> Selected passage
________________________
In his 1997 memoir I Saw Ramallah, Mourid Barghouti identified the early stage of what is now called the Ramallah “bubble” or “syndrome.” Writing on the state of Palestine just a few years after the Oslo Accords, Barghouti locates a “mirage” or “idea of Palestine” that distracts native inhabitants.

Ramallah, it is argued, has been redeveloped with a focus on gross commercialization through an unsavory brand of urban planning. While the outer limits of the “bubble” enclosure of the city are defined by the spread of nearby settlements and a section of Israel’s snaking wall, this open-air prison is made increasingly grotesque with an internal barricade that mirrors the swell of the occupation—only vertically into the airspace in the form of high-rise buildings. Public areas, once serving a variety of critical functions, have been annexed as part of the new plan, producing an inextricable psychosocial space: a realm of blanket escapism. Many residents are left with a bitter sense of frustration that is directed inward; understandably so, for comparison, there are enough superbly polished mega bubbles in the region that attempt to disguise deplorable political networks.
________________________
> Recorded information

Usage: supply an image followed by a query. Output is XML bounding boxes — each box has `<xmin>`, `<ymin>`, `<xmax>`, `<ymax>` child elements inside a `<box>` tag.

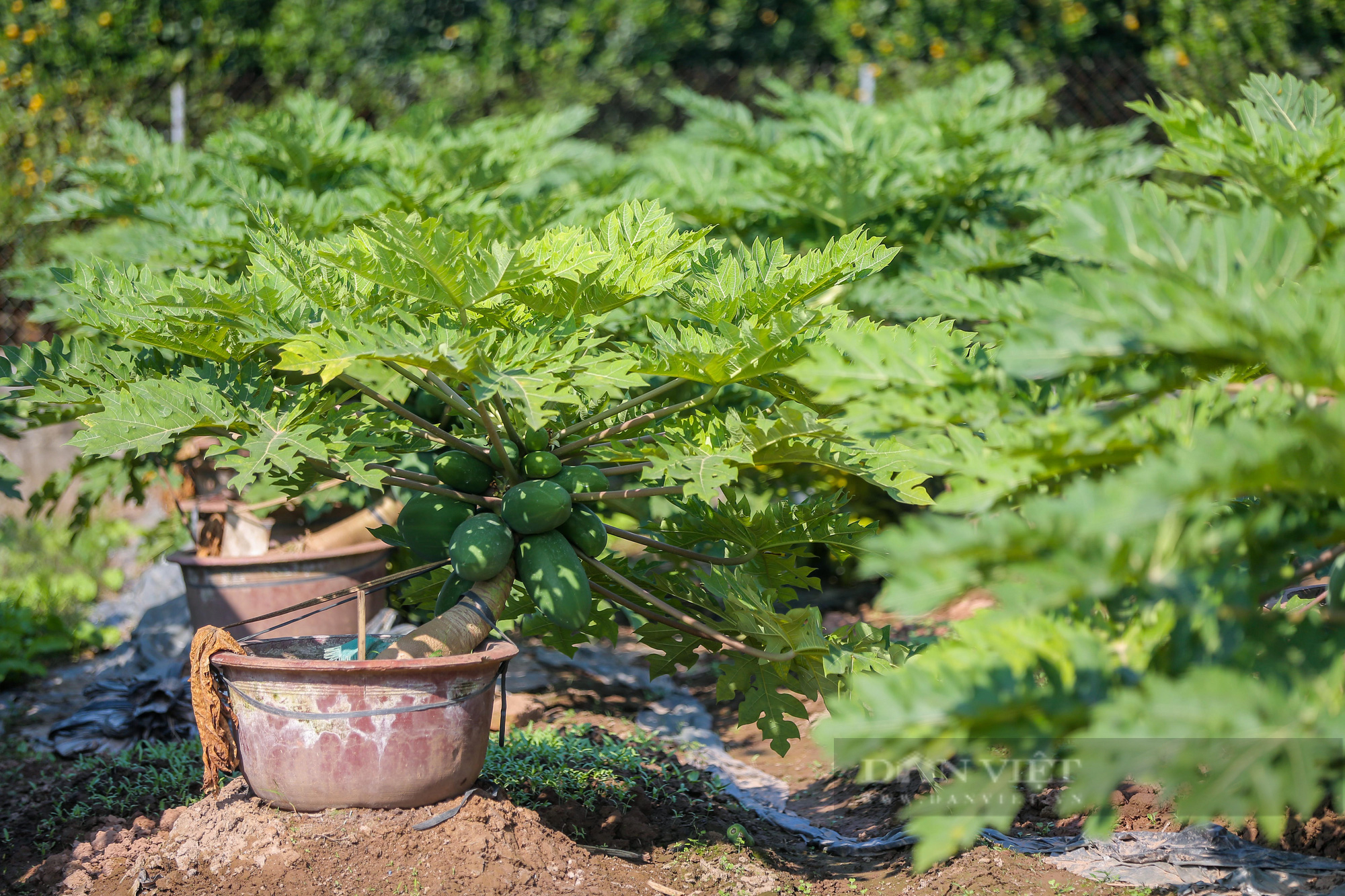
________________________
> Directions
(A) From the passage on Ramallah, extract the words from "In his 1997" up to and including "distracts native inhabitants.".
(B) According to the passage on Ramallah, what defines the outer limits of the city's "bubble" enclosure?
(C) Carry on the passage on Ramallah from its final sentence.

> Results for each task
(A)
In his 1997 memoir I Saw Ramallah, Mourid Barghouti identified the early stage of what is now called the Ramallah “bubble” or “syndrome.” Writing on the state of Palestine just a few years after the Oslo Accords, Barghouti locates a “mirage” or “idea of Palestine” that distracts native inhabitants.

(B) The spread of nearby settlements and a section of Israel's snaking wall.

(C)
Reflecting on his return to the West Bank after a thirty-year absence, Barghouti asks, “What deprives the spirit of its colors? What is it other than the bullets of the invaders that have hit the body?” In Ramallah, Running poses similar questions at a time when many of the city’s artists and cultural practitioners are searching for ways to intervene in its present-day crisis. Edited by Guy Mannes-Abbott, a London-based essayist and critic, and Samar Martha, an independent curator and co-founder and director of the non-profit organization ArtSchool Palestine, this 2012 book brings together twelve writers and artists, some Palestinian, others who have spent time in the Occupied Territories. The project is introduced by Jean Fisher and includes an excerpt from a forthcoming novel by Adania Shibli and prose by poet Najwan Darwish. A range of recent visual art by Sharif Waked, Jananne Al-Ani, Mark Titchner, Olaf Nicolai, and Paul Noble is featured alongside these texts while artists Khalil Rabah, Emily Jacir, and Francis Alÿs offer earlier works that keep with the publication’s overall theme.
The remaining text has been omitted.